╭─ SOURCE MATERIAL

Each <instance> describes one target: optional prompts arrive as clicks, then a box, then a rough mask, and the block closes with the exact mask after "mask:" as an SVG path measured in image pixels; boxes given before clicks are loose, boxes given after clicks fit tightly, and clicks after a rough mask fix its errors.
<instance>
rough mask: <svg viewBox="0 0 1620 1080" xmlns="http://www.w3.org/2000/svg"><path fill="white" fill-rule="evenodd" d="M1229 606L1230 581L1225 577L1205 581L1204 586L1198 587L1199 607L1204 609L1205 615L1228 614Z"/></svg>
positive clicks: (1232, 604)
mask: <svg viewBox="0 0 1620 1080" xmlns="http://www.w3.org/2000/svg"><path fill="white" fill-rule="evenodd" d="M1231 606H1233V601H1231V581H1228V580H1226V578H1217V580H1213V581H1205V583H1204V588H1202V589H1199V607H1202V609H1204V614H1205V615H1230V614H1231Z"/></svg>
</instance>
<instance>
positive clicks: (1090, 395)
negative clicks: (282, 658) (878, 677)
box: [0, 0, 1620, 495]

╰─

**TASK TO COMPLETE**
The complete set of entries is to be restated word for word.

**RESULT OF THIS TASK**
Each <instance> describes one target: optional prompts arrive as clicks, then a box, then a rough mask, and the block closes with the exact mask after "mask:" as an SVG path measured in image pixels; boxes given before clicks are loose, boxes given after clicks fit tightly, and clicks after a rough mask fix its errors.
<instance>
rough mask: <svg viewBox="0 0 1620 1080" xmlns="http://www.w3.org/2000/svg"><path fill="white" fill-rule="evenodd" d="M1229 606L1230 581L1225 577L1205 581L1204 586L1198 587L1199 607L1204 609L1205 615L1228 614Z"/></svg>
positive clicks: (1232, 604)
mask: <svg viewBox="0 0 1620 1080" xmlns="http://www.w3.org/2000/svg"><path fill="white" fill-rule="evenodd" d="M1231 606H1233V601H1231V581H1228V580H1226V578H1217V580H1213V581H1205V583H1204V588H1202V589H1199V607H1202V609H1204V614H1205V615H1230V614H1231Z"/></svg>
</instance>
<instance>
positive clicks: (1090, 395)
negative clicks: (282, 658) (878, 677)
box: [0, 0, 1620, 495]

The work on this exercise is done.